* **Your goal**:
Quote each of the following rows verbatim, leaving out the pictures.
####################
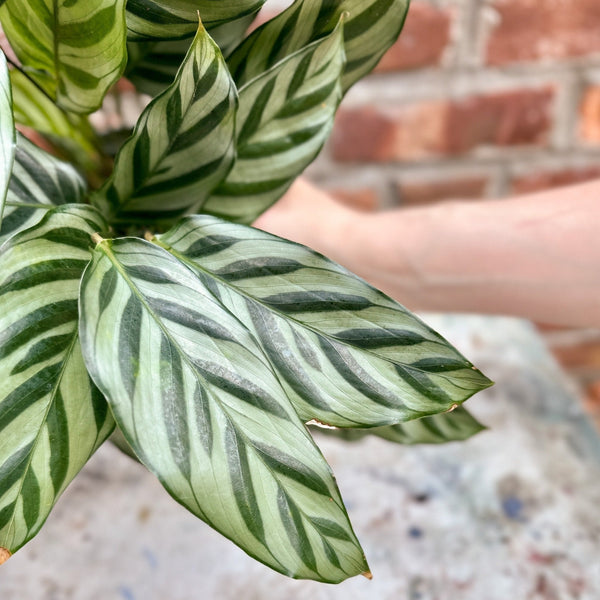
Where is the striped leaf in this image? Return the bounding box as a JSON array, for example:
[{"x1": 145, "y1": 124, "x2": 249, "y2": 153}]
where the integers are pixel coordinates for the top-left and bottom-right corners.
[
  {"x1": 0, "y1": 135, "x2": 85, "y2": 246},
  {"x1": 80, "y1": 238, "x2": 368, "y2": 582},
  {"x1": 0, "y1": 0, "x2": 127, "y2": 113},
  {"x1": 318, "y1": 406, "x2": 485, "y2": 444},
  {"x1": 157, "y1": 215, "x2": 490, "y2": 427},
  {"x1": 94, "y1": 25, "x2": 237, "y2": 223},
  {"x1": 0, "y1": 204, "x2": 114, "y2": 553},
  {"x1": 127, "y1": 0, "x2": 265, "y2": 41},
  {"x1": 0, "y1": 50, "x2": 16, "y2": 228},
  {"x1": 228, "y1": 0, "x2": 410, "y2": 92},
  {"x1": 201, "y1": 20, "x2": 344, "y2": 224},
  {"x1": 126, "y1": 14, "x2": 255, "y2": 96},
  {"x1": 10, "y1": 69, "x2": 99, "y2": 172}
]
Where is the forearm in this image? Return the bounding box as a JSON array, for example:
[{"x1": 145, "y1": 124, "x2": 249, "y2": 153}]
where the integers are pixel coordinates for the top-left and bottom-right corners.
[{"x1": 256, "y1": 182, "x2": 600, "y2": 327}]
####################
* **Exercise output**:
Where is the striped leaf in this image? Return the bounding box as a JSON array, for example:
[{"x1": 145, "y1": 124, "x2": 249, "y2": 153}]
where the integers are pixel coordinates for the top-left and bottom-right corners.
[
  {"x1": 0, "y1": 135, "x2": 85, "y2": 246},
  {"x1": 80, "y1": 238, "x2": 368, "y2": 582},
  {"x1": 0, "y1": 0, "x2": 127, "y2": 113},
  {"x1": 318, "y1": 406, "x2": 485, "y2": 444},
  {"x1": 157, "y1": 215, "x2": 490, "y2": 427},
  {"x1": 94, "y1": 25, "x2": 237, "y2": 223},
  {"x1": 0, "y1": 204, "x2": 114, "y2": 553},
  {"x1": 127, "y1": 0, "x2": 265, "y2": 41},
  {"x1": 0, "y1": 50, "x2": 16, "y2": 228},
  {"x1": 228, "y1": 0, "x2": 410, "y2": 92},
  {"x1": 201, "y1": 20, "x2": 344, "y2": 224},
  {"x1": 126, "y1": 14, "x2": 255, "y2": 96},
  {"x1": 10, "y1": 69, "x2": 99, "y2": 172}
]
Where is the forearm in this image? Return the bounding box as a JSON array, for example:
[{"x1": 145, "y1": 124, "x2": 249, "y2": 153}]
where the integers are pixel coordinates for the top-left and bottom-right corners.
[{"x1": 256, "y1": 182, "x2": 600, "y2": 327}]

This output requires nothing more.